▶ **Exercise objective**: Transcribe the records word for word from their beginning through the line that contains "box: [580, 253, 606, 280]", including that line, and omit the pictures from your copy.

--- Information supplied ---

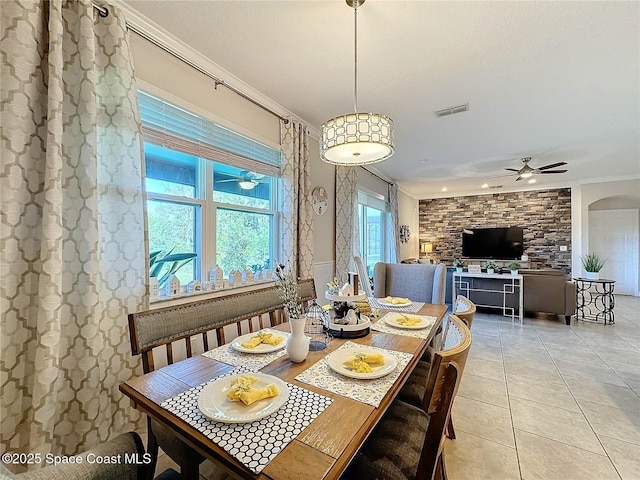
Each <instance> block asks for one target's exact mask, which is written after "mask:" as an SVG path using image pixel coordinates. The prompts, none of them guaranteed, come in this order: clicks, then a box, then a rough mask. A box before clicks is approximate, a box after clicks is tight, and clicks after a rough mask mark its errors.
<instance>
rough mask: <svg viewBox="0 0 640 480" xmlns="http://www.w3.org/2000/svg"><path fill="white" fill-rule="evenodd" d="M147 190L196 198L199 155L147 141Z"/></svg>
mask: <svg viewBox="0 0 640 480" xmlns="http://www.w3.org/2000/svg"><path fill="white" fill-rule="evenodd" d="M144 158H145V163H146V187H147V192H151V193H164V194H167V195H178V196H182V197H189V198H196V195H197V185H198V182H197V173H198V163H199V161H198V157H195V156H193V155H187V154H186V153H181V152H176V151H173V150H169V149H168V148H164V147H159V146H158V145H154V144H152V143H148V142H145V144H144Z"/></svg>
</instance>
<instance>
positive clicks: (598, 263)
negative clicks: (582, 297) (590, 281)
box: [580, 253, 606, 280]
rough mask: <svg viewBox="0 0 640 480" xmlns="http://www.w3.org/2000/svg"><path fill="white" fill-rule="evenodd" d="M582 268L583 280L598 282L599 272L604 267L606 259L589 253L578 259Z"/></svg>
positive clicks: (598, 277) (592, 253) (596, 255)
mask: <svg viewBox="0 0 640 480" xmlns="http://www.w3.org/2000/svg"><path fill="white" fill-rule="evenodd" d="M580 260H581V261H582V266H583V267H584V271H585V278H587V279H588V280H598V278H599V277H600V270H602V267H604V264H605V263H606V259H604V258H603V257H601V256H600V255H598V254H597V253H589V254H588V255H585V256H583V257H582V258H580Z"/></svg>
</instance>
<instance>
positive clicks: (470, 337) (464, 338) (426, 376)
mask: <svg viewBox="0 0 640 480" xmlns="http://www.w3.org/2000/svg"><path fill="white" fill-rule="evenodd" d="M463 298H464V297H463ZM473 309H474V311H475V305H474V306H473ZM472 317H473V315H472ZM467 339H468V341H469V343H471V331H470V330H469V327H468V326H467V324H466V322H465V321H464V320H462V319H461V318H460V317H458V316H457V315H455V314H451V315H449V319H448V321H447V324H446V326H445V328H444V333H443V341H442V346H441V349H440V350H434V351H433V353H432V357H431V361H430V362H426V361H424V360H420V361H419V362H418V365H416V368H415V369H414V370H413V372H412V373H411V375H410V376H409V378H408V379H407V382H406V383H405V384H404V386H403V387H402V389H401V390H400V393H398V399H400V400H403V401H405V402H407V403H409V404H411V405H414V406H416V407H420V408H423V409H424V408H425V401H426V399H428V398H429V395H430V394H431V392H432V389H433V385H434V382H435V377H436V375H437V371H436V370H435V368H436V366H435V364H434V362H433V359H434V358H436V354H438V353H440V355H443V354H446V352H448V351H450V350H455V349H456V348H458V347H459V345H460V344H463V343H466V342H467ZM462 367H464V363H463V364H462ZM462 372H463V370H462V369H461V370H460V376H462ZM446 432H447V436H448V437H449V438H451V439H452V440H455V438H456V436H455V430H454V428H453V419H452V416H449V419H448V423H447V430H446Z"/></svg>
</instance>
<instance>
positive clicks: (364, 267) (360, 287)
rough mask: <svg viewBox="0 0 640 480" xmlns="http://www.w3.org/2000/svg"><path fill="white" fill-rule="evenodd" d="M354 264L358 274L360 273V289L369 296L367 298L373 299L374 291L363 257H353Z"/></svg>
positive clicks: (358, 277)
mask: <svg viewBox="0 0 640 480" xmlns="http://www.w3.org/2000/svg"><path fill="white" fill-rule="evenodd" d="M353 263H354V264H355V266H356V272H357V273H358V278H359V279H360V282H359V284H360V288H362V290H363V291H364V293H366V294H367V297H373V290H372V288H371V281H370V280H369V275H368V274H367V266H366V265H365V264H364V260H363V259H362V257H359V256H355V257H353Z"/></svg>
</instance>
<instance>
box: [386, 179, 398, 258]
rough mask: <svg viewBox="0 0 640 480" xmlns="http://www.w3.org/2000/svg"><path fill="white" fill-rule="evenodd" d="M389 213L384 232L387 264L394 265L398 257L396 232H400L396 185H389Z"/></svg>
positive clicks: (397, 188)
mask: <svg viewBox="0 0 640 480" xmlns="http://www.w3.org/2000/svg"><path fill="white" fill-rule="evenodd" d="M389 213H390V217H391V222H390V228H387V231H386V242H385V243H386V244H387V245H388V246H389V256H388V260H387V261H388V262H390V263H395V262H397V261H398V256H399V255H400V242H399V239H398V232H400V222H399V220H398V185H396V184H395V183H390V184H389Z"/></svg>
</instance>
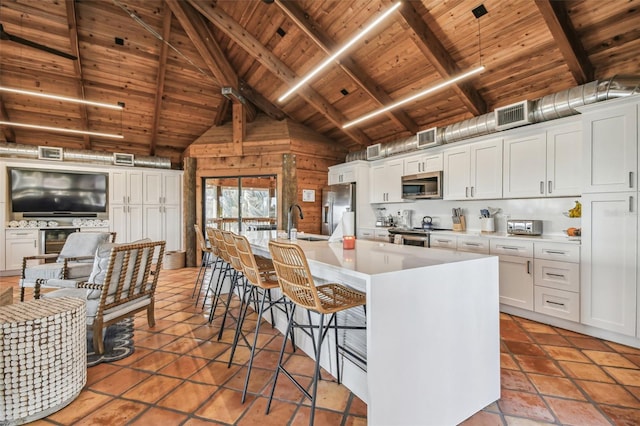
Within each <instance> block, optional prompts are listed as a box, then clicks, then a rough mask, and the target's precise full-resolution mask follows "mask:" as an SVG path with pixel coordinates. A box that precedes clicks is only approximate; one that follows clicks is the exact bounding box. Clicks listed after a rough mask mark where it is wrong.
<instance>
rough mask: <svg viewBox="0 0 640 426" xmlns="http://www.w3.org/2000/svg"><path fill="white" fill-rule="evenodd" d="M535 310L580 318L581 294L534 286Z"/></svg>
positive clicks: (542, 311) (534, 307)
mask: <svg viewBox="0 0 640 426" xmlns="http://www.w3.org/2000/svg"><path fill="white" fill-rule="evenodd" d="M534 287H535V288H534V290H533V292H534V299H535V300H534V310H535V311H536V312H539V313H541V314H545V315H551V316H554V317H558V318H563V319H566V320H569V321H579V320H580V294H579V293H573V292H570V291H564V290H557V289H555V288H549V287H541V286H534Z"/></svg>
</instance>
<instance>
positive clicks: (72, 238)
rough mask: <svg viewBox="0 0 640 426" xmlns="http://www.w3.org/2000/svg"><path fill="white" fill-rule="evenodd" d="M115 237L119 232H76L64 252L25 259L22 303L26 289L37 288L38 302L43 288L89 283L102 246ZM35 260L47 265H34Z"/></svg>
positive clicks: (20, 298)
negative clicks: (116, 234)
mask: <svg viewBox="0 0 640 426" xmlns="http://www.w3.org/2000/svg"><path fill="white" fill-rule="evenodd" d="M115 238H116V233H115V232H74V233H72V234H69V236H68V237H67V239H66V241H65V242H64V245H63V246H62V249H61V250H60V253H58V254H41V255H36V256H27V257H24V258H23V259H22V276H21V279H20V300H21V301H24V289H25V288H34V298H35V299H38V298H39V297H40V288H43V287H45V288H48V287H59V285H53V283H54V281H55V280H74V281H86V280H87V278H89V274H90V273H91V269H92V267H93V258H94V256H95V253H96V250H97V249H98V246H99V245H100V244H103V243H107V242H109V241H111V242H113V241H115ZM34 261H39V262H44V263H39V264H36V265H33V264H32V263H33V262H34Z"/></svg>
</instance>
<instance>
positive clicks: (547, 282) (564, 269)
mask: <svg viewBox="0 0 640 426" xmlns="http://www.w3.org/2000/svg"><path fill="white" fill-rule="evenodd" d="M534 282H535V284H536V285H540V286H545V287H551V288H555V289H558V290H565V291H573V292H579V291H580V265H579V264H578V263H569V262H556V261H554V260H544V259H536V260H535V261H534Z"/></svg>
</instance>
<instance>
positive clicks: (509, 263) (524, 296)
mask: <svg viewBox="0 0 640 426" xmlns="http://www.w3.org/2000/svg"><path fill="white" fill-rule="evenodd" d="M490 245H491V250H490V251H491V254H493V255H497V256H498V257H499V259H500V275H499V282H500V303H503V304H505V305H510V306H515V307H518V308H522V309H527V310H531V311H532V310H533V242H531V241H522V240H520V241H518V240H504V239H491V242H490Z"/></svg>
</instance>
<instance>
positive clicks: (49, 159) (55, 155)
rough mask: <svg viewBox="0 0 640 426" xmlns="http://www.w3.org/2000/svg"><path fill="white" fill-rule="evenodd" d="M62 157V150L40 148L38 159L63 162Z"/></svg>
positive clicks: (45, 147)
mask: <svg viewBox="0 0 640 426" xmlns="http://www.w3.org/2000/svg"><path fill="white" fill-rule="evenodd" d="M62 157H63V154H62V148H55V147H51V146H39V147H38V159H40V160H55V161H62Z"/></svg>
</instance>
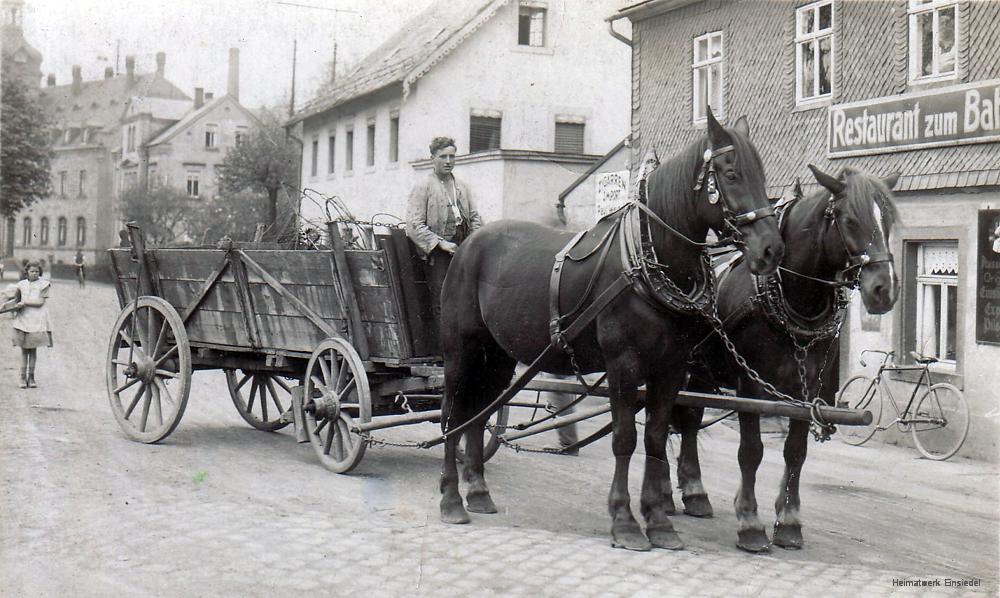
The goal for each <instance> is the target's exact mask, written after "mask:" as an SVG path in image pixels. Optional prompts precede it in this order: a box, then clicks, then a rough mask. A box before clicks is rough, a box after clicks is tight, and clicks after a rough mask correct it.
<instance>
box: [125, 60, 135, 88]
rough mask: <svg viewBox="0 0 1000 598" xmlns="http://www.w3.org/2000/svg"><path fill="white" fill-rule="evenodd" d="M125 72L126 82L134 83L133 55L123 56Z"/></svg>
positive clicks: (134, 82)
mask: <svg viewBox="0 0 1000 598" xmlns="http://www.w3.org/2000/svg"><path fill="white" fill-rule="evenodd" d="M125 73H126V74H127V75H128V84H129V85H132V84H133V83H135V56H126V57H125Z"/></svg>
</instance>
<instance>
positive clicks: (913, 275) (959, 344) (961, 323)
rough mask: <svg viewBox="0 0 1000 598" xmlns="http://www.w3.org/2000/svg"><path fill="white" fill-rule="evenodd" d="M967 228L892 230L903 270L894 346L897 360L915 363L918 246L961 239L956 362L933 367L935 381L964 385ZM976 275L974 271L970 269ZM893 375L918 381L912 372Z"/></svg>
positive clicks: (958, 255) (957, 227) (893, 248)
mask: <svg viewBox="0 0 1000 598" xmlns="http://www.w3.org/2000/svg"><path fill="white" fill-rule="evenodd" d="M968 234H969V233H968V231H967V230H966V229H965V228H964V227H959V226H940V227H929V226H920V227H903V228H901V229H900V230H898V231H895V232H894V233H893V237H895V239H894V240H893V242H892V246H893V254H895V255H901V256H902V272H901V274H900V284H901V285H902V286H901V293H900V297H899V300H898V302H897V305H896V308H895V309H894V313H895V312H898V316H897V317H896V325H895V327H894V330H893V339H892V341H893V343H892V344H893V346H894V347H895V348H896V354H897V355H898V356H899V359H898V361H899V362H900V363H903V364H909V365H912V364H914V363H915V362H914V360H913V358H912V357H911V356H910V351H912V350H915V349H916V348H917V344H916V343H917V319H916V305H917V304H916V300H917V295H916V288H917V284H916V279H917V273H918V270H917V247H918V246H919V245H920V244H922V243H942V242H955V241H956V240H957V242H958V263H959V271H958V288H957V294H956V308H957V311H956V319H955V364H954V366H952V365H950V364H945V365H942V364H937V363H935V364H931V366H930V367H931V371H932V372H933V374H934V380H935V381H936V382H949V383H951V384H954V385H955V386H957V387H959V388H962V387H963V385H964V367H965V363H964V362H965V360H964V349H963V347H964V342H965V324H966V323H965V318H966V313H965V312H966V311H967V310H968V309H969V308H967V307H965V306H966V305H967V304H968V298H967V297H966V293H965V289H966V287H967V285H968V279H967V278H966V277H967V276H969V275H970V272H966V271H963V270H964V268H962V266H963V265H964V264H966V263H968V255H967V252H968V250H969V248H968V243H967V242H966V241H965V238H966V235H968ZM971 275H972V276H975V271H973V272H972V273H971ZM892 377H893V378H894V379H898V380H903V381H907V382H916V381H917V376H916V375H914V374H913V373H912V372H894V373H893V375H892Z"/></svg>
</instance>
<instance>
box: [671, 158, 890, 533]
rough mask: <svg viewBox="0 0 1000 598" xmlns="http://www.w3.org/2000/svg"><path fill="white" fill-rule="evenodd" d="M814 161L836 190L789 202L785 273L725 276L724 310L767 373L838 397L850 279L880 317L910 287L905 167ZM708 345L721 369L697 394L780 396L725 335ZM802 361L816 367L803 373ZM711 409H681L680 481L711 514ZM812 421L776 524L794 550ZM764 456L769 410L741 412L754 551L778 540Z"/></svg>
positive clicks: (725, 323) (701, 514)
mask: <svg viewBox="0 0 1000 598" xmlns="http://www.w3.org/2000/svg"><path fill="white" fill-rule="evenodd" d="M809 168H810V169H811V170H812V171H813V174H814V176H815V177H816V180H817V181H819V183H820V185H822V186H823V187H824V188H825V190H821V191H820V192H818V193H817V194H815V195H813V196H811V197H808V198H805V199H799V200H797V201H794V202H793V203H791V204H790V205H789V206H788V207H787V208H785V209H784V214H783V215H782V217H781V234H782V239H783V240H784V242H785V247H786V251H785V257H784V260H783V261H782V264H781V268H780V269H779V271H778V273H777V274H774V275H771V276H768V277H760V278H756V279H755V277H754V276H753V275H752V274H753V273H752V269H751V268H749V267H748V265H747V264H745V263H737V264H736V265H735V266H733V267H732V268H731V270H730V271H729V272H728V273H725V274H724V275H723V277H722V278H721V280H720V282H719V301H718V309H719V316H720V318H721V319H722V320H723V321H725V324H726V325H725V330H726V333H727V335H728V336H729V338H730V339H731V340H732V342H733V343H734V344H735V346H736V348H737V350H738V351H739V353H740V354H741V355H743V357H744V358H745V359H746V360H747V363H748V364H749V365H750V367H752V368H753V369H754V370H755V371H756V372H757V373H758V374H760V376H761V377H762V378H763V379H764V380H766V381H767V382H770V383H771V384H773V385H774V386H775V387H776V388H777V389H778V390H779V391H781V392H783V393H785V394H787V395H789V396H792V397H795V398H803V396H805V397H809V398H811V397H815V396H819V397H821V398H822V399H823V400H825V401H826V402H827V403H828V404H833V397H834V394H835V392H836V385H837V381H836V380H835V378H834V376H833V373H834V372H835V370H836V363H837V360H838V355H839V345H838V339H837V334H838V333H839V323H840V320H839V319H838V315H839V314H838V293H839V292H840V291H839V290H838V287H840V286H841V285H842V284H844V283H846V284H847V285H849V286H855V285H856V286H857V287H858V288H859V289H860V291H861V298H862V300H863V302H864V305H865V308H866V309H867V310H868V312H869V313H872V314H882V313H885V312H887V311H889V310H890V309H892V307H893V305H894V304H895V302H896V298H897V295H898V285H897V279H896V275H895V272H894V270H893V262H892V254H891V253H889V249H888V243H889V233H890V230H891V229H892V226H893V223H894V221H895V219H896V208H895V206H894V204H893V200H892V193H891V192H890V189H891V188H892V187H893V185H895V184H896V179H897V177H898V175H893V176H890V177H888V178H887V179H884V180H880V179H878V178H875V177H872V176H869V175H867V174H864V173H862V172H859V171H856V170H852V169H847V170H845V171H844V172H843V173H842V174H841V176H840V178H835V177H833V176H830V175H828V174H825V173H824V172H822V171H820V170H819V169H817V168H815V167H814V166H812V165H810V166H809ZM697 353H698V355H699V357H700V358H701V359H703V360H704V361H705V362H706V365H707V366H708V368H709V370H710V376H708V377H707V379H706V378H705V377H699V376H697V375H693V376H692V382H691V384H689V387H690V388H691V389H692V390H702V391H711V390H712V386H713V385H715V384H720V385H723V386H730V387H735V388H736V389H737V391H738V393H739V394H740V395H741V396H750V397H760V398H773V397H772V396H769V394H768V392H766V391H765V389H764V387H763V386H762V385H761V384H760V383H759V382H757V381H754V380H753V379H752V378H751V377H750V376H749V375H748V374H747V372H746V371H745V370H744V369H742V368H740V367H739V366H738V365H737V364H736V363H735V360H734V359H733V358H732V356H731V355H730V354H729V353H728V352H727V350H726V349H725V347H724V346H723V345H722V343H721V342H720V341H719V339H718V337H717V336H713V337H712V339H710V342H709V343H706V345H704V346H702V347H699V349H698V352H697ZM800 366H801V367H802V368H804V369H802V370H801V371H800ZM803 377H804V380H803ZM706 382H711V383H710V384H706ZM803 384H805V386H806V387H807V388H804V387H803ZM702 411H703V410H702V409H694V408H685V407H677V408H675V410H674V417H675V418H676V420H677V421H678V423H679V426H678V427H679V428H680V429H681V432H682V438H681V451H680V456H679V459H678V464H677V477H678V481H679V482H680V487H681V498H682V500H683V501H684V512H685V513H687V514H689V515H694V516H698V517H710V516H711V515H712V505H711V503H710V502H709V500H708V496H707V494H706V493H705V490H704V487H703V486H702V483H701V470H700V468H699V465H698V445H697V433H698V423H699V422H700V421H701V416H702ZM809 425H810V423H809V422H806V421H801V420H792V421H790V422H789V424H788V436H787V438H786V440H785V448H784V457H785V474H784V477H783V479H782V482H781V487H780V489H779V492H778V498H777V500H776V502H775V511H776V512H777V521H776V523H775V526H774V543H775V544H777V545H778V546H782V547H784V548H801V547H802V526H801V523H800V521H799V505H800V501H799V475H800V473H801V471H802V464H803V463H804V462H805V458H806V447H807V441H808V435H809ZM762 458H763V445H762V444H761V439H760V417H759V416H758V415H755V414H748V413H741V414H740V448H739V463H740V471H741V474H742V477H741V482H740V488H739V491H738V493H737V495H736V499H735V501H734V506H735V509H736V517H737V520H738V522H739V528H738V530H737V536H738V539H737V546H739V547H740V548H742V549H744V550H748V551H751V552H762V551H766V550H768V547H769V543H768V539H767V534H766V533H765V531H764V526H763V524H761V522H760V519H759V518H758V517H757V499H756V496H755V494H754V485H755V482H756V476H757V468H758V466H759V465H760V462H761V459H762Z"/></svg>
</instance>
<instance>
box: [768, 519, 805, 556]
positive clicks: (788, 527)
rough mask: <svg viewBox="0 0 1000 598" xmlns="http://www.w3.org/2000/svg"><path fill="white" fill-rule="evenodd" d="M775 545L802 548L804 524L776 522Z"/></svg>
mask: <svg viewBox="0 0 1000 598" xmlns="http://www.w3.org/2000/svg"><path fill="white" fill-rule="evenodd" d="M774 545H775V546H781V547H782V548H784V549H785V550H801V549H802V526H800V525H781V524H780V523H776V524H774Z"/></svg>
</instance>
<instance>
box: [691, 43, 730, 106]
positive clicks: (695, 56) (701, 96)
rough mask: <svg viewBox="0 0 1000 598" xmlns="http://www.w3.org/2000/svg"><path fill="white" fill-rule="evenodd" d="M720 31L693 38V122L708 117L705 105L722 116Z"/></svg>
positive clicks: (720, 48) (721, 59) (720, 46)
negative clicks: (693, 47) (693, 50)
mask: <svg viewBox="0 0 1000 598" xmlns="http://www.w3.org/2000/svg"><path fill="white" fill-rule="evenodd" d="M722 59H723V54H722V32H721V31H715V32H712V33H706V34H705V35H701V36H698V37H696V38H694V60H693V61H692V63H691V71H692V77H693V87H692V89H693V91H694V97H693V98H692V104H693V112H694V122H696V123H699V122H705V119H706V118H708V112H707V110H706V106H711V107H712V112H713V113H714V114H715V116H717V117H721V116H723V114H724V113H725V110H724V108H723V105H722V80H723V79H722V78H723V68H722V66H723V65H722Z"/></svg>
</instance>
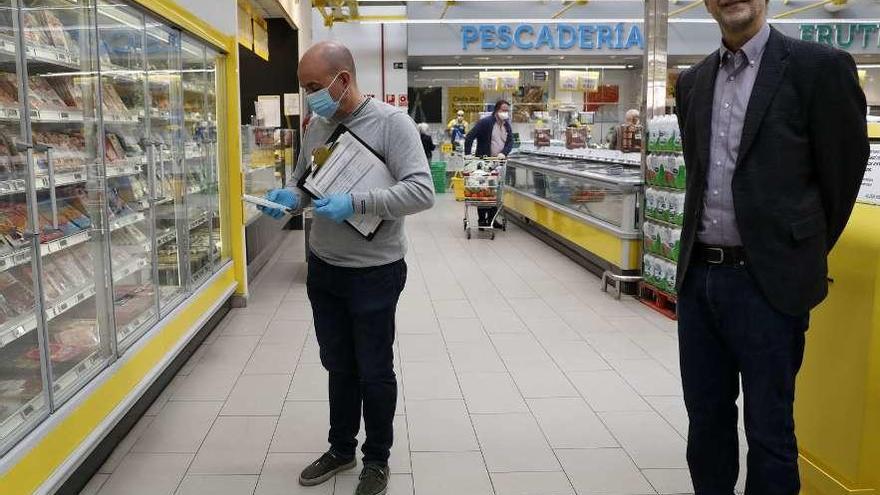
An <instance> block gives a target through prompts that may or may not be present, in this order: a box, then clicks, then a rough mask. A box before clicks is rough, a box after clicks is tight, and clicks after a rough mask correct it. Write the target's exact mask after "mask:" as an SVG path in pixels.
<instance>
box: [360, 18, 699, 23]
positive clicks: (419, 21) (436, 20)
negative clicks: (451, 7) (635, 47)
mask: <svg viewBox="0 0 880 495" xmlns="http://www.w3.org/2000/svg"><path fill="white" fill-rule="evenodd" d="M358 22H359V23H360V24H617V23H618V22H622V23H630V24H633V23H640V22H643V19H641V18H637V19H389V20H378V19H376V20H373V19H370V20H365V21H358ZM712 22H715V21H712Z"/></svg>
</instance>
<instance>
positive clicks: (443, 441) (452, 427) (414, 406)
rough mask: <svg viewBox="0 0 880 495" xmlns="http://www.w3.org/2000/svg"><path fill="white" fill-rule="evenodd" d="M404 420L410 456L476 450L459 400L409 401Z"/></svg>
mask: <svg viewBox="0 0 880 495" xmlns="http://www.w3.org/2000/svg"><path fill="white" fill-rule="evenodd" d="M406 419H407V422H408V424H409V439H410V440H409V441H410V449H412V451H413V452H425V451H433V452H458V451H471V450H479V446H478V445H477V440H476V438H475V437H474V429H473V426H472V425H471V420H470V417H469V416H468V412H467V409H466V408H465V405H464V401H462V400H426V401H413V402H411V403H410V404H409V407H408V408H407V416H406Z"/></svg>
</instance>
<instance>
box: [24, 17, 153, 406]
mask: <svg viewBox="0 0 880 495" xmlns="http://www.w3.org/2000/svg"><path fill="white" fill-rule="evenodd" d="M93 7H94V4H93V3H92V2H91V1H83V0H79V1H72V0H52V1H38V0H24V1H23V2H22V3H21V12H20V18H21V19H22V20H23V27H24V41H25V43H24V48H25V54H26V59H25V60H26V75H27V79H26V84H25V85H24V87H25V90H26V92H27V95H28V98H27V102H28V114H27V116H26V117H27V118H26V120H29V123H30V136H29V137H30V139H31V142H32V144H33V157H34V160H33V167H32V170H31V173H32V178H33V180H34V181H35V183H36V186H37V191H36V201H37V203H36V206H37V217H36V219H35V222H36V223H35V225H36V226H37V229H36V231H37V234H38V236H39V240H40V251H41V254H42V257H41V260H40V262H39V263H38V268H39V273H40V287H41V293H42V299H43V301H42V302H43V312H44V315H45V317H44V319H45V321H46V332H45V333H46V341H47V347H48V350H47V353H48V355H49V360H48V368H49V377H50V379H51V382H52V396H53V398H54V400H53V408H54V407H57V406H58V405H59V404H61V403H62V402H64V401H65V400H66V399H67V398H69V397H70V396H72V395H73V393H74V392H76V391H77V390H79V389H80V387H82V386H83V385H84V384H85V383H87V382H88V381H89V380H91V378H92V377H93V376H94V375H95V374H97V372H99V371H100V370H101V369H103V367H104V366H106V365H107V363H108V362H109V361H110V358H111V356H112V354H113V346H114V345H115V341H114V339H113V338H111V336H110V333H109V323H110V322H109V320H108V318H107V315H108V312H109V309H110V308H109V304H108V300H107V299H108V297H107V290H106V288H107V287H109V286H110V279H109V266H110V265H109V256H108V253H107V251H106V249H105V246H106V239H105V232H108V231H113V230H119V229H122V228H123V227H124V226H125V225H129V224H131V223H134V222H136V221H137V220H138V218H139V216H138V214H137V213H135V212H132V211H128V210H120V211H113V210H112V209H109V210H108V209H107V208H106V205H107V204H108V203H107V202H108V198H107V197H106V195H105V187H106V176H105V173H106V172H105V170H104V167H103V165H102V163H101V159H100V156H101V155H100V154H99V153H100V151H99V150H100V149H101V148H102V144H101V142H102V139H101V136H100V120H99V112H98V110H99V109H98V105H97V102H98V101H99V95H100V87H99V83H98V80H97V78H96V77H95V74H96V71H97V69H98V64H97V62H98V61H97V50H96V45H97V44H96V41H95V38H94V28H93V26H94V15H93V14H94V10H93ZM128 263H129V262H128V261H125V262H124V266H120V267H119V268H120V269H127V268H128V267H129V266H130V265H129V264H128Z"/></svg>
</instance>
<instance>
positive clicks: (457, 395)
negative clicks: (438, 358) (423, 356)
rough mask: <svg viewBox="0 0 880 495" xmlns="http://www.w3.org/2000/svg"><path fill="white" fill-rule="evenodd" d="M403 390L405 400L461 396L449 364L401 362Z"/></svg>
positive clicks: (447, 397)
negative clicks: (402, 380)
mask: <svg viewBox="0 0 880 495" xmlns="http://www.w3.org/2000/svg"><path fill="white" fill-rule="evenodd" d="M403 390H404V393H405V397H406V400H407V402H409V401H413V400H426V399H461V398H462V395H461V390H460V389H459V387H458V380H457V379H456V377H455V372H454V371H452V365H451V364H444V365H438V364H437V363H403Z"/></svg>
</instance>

---

▶ **Solution to this task**:
Each <instance> block asks for one target's exact mask, which is written after "mask:" as an SVG path using image pixel coordinates. The prompts, none of them guaranteed, come in this order: clicks, then a box, then a rough mask. A box before clicks is approximate, a box after clicks is tight, and clicks after a rough mask mark its errors.
<instance>
rough mask: <svg viewBox="0 0 640 480" xmlns="http://www.w3.org/2000/svg"><path fill="white" fill-rule="evenodd" d="M147 190L196 198L199 155L147 141Z"/></svg>
mask: <svg viewBox="0 0 640 480" xmlns="http://www.w3.org/2000/svg"><path fill="white" fill-rule="evenodd" d="M144 158H145V163H146V187H147V192H151V193H164V194H167V195H178V196H182V197H189V198H196V195H197V185H198V182H197V173H198V163H199V161H198V157H195V156H193V155H187V154H186V153H181V152H176V151H173V150H169V149H168V148H164V147H159V146H158V145H154V144H152V143H148V142H145V144H144Z"/></svg>
</instance>
<instance>
positive clicks: (598, 263)
negative clicks: (582, 297) (590, 281)
box: [580, 253, 606, 280]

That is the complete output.